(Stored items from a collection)
◆ ◆ ◆
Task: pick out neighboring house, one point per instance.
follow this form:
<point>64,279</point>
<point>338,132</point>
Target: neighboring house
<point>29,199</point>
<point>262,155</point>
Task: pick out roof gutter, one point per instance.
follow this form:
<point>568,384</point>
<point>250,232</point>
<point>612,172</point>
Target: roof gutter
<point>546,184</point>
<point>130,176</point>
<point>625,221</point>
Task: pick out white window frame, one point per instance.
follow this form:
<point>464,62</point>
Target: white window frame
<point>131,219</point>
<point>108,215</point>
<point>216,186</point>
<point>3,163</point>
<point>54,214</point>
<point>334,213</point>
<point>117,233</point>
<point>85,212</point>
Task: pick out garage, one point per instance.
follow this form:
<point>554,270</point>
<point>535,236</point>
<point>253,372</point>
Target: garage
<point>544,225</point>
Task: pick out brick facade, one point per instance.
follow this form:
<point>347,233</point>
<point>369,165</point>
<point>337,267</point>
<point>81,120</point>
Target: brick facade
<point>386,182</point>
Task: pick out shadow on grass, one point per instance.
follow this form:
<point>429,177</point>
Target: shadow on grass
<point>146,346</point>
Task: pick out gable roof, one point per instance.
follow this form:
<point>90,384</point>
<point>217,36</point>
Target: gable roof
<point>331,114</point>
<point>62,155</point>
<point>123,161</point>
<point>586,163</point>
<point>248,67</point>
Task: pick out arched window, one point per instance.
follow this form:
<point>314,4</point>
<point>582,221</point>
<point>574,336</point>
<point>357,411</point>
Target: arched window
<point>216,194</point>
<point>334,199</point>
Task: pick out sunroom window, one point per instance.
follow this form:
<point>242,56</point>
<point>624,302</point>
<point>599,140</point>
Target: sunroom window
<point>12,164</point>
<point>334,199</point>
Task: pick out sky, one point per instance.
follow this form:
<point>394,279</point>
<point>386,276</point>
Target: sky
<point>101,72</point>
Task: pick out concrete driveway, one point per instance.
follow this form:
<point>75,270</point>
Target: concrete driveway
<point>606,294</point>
◆ ◆ ◆
**Directions:** Extract every line of the entries above and reproduce each one character for character.

**Completed task:**
Task: pick out neighboring house, one point per instance.
follow this form:
<point>64,279</point>
<point>338,132</point>
Target: neighboring house
<point>29,199</point>
<point>262,155</point>
Task: pick out roof gutter, one point per instance.
follow this form:
<point>568,384</point>
<point>250,232</point>
<point>612,172</point>
Target: roof gutter
<point>546,184</point>
<point>130,176</point>
<point>625,221</point>
Task: pick out white window frame, one point per instance.
follow this form:
<point>464,62</point>
Target: white window frame
<point>131,219</point>
<point>108,215</point>
<point>216,186</point>
<point>3,163</point>
<point>54,214</point>
<point>334,213</point>
<point>117,233</point>
<point>85,212</point>
Task: pick out garage, one point per instance.
follow this form:
<point>554,270</point>
<point>535,236</point>
<point>253,372</point>
Target: garage
<point>544,225</point>
Task: pick out brick facade, one point per instance.
follow this form:
<point>347,233</point>
<point>369,165</point>
<point>337,267</point>
<point>81,120</point>
Target: brick facade
<point>386,182</point>
Task: pick out shadow on grass, one point per instance.
follow this form:
<point>429,177</point>
Target: shadow on grass
<point>146,346</point>
Task: pick out gable roof, one point per instance.
follow this form:
<point>90,384</point>
<point>217,36</point>
Target: gable roof
<point>331,114</point>
<point>62,155</point>
<point>123,161</point>
<point>586,163</point>
<point>248,67</point>
Task: pick out arched window, one point per instance.
follow this form:
<point>314,4</point>
<point>582,221</point>
<point>574,336</point>
<point>357,411</point>
Target: arched window
<point>216,194</point>
<point>334,199</point>
Task: pick out sunroom window, one point per instance.
follow this form:
<point>242,56</point>
<point>624,302</point>
<point>599,140</point>
Target: sunroom window
<point>12,164</point>
<point>334,199</point>
Task: pick out sky, one point per instance.
follow this form:
<point>394,279</point>
<point>386,276</point>
Target: sky
<point>101,72</point>
Task: pick out concrete driveway, one point per instance.
follow this form:
<point>75,270</point>
Target: concrete driveway
<point>606,294</point>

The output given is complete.